▶ **TASK DIRECTIONS**: In the page excerpt on STS-125, which two new instruments did Atlantis carry to the Hubble Space Telescope?

▶ **PAGE EXCERPT**:

---------------

Johnson was the pilot on STS-125, the final Space Shuttle mission to the Hubble Space Telescope. It lasted from May 11–24, 2009, traveling 5,276,000 miles in 197 Earth orbits. Atlantis carried two new instruments to the telescope, the Cosmic Origins Spectrograph and the Wide Field Camera 3. The mission also replaced a Fine Guidance Sensor, six gyroscopes, and two battery unit modules to allow the telescope to continue to function at least through 2014. The crew also installed new thermal blanket insulating panels to provide improved thermal protection, and a soft-capture mechanism that would aid in the safe de-orbiting of the telescope by an unmanned spacecraft at the end of its operational lifespan. The mission also carried an IMAX camera and the crew documented the progress of the mission for the movie Hubble.

==Organizations==
- Association of Space Explorers
- Society of Experimental Test Pilots
- American Institute of Aeronautics and Astronautics
- Tau Beta Pi Honorary Engineering Society
- Naval Reserve Association
- Tailhook Association

==Awards and honors==
- NASA James A. Korkowski Excellence in Achievement Award
- VA-128 Attack Pilot of the Year
- Carrier Air Wing Fifteen (CVW-15) Top Ten Tailhook Pilot
- Carrier Air Wing Fourteen (CVW-14) Top Ten Tailhook Pilot
- Meritorious Service Medal (3)

---------------

▶ **LISTED RECORDS**:
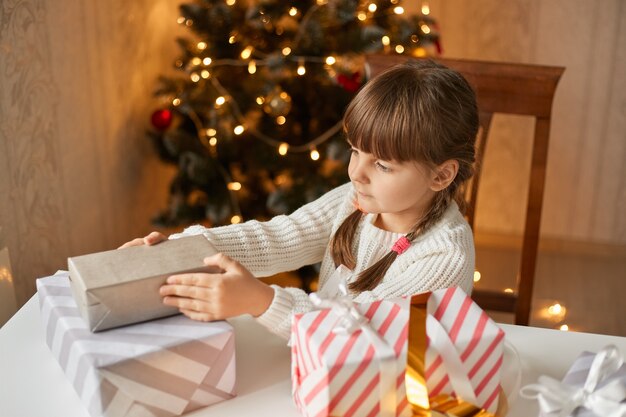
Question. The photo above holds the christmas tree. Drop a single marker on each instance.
(254, 122)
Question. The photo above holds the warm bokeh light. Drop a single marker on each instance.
(234, 186)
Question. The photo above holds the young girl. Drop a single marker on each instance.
(396, 225)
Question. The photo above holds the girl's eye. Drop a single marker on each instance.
(382, 167)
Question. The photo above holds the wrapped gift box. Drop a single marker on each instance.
(594, 386)
(119, 287)
(165, 367)
(341, 374)
(455, 349)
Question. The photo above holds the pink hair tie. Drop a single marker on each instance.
(401, 245)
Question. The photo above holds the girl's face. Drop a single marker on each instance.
(400, 192)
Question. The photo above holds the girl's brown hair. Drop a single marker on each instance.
(418, 111)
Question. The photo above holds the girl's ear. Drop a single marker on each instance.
(444, 174)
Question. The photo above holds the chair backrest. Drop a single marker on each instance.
(520, 89)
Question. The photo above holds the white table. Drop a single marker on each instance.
(32, 384)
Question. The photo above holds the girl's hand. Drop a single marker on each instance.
(152, 239)
(216, 296)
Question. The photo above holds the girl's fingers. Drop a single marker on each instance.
(200, 279)
(187, 304)
(188, 291)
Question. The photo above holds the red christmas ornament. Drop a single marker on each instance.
(161, 119)
(349, 83)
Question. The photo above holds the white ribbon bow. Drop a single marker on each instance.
(555, 396)
(351, 320)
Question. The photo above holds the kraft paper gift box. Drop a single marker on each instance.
(164, 367)
(455, 351)
(121, 286)
(594, 386)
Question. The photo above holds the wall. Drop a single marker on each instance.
(77, 174)
(585, 195)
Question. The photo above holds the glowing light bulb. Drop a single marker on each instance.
(234, 186)
(245, 54)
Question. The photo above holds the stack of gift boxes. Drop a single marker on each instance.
(431, 354)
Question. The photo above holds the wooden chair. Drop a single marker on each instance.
(519, 89)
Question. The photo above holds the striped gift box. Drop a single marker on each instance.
(339, 374)
(463, 344)
(164, 367)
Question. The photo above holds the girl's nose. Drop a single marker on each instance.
(356, 171)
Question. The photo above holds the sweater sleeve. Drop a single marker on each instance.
(283, 243)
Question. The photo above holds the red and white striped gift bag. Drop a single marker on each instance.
(464, 347)
(339, 374)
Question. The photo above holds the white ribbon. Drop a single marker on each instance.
(351, 320)
(557, 397)
(440, 341)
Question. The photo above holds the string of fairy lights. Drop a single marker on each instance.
(201, 67)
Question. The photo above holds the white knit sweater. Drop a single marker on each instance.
(440, 258)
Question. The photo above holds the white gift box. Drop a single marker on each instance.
(164, 367)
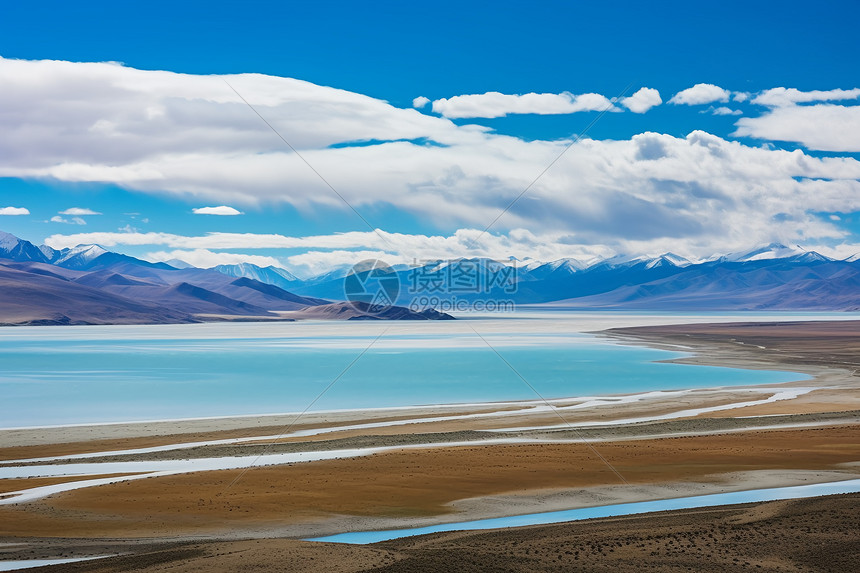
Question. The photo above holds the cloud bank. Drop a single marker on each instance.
(222, 210)
(495, 104)
(701, 94)
(193, 138)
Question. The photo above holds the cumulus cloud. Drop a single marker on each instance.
(723, 110)
(79, 212)
(823, 127)
(778, 97)
(222, 210)
(495, 104)
(193, 138)
(701, 94)
(70, 221)
(643, 100)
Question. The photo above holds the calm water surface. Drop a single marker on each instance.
(70, 375)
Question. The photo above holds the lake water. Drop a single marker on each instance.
(75, 375)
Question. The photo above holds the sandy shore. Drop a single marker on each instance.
(446, 463)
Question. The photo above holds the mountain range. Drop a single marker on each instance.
(88, 284)
(91, 285)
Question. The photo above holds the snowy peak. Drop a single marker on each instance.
(11, 247)
(80, 256)
(765, 252)
(668, 260)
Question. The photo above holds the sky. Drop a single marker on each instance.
(312, 135)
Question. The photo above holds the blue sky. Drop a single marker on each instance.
(734, 162)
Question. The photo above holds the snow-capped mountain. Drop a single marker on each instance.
(79, 257)
(767, 277)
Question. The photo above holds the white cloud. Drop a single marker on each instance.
(779, 97)
(701, 94)
(495, 104)
(824, 127)
(70, 221)
(191, 137)
(222, 210)
(78, 211)
(723, 110)
(643, 100)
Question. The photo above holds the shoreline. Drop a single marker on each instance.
(821, 422)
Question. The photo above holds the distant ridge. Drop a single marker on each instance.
(89, 284)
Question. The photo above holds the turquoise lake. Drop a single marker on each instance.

---------------

▶ **RESULT OF THIS EXERCISE**: The Cosmic Origins Spectrograph and the Wide Field Camera 3.